*** Opening of Material provided ***
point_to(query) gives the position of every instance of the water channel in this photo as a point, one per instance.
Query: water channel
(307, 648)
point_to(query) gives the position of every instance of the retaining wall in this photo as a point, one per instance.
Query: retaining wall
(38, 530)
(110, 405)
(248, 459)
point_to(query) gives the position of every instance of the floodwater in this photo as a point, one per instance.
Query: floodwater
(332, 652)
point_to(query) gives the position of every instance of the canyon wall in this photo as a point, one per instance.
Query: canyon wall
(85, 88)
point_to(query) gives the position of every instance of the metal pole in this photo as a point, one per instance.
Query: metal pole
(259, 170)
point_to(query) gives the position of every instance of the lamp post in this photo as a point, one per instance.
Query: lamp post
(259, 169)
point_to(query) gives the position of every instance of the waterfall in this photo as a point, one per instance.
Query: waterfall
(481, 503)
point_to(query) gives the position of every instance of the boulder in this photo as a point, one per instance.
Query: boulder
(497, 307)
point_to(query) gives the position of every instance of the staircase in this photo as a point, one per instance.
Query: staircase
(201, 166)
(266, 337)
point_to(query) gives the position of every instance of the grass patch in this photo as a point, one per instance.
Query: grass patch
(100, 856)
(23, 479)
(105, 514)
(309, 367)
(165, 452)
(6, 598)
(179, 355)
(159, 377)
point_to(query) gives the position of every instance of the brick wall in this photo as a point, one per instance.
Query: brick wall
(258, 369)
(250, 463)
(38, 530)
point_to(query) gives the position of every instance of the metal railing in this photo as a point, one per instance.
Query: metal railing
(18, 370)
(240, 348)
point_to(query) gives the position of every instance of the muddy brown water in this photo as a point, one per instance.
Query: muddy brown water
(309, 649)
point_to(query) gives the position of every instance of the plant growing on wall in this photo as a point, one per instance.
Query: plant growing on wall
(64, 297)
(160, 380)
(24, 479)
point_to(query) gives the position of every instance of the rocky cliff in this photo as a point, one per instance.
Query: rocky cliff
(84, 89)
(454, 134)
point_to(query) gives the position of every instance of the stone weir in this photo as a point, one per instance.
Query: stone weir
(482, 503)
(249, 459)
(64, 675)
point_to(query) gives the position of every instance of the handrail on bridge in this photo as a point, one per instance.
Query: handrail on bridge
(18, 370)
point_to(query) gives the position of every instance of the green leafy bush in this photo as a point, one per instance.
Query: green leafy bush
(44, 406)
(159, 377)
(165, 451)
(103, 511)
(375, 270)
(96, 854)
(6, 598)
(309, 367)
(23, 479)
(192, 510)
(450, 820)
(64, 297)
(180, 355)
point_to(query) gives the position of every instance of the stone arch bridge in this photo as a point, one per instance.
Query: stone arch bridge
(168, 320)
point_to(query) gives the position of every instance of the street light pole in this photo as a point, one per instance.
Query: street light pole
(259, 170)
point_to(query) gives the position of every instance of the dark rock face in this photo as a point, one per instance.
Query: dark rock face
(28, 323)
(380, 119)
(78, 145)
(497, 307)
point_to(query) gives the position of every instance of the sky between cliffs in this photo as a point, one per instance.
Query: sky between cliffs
*** Close of Material provided ***
• **Task requirements**
The records shown above are to be copied exactly, every one of them.

• **Response**
point_to(query) gives the position of every instance of the water channel in this photo as a point, one per instance.
Query: water channel
(307, 648)
point_to(query) gives the position of every instance of the retaining wall in this photo as a point, one per instance.
Query: retaining wall
(38, 530)
(110, 405)
(248, 459)
point_to(query) gives the position of every instance of the floodwater in this photo as a point, one per instance.
Query: floodwater
(332, 652)
point_to(query) gives the position of every instance of the canyon wall in this photo as a point, one per instance.
Query: canyon wall
(85, 88)
point_to(query) gives the position of every instance of the metal pole in this photo as a point, one per instance.
Query: metal pole
(259, 170)
point_to(query) gives the position of every instance of the lamp post in this photo as a point, one per instance.
Query: lamp post
(259, 169)
point_to(query) gives the position of every instance of the waterfall in this photo as a point, one per instance.
Query: waterfall
(481, 503)
point_to(query) gives the position of every instance of the boulder in this photo as a point, one per instance.
Query: boulder
(497, 307)
point_to(query) gives the position of every instance of the staircase in this photo as a point, one per instance.
Query: staircase
(201, 166)
(266, 337)
point_to(query) gives the position of every instance of the grass patch in this photo as a point, one per instance.
Query: grass patch
(100, 856)
(23, 479)
(105, 514)
(309, 367)
(165, 452)
(6, 598)
(179, 355)
(159, 377)
point_to(query) gives the position of every instance of the brick wall in this photo as a point, one per instance.
Query: brick wall
(258, 369)
(250, 463)
(38, 530)
point_to(query) gives the position of every instance of the metal railing in this photo as a point, one per instance.
Query: metal railing
(18, 370)
(240, 348)
point_to(query) gives the position of every instance of the muddy brown water in this photo as a point, one per instance.
Query: muddy brown water
(309, 649)
point_to(query) gives the position of every instance of the plant growing on wall in this photo as a point, one per instance.
Query: plant growing on wall
(64, 297)
(160, 380)
(24, 479)
point_to(query) gives the position of every instance of the rocky cliff in this photo as a point, one per instance.
Query: rocky cliff
(84, 89)
(454, 134)
point_to(query) gives the position of every instance of the stone weir in this photo as a point, one per instance.
Query: stone weir
(482, 503)
(249, 459)
(64, 675)
point_to(query) gives the position of every instance of the handrail on bridge in this photo as a point, one per instance.
Query: handrail on bridge
(18, 370)
point_to(query) gives the position of every instance of the green leafy bush in this photo as a point, one per instance.
Query: green leafy bush
(44, 406)
(159, 377)
(165, 451)
(103, 511)
(375, 270)
(96, 854)
(6, 598)
(309, 367)
(23, 479)
(192, 510)
(450, 820)
(64, 297)
(180, 355)
point_to(query) gives the position of every instance of the stone arch bridge in this photo as a point, one per instance.
Query: stone arch bridge
(168, 320)
point_to(query) gives the position of every instance of the street light pole in this photo as a point, one per instance.
Query: street light pole
(259, 170)
point_to(query) gives the position of every instance of the dark rock face in this photo as a point, one per instance.
Query: dark rock face
(28, 323)
(380, 119)
(78, 145)
(497, 307)
point_to(query) gives the position of every instance of the sky between cliffs in this photo as a point, one per instance.
Query: sky between cliffs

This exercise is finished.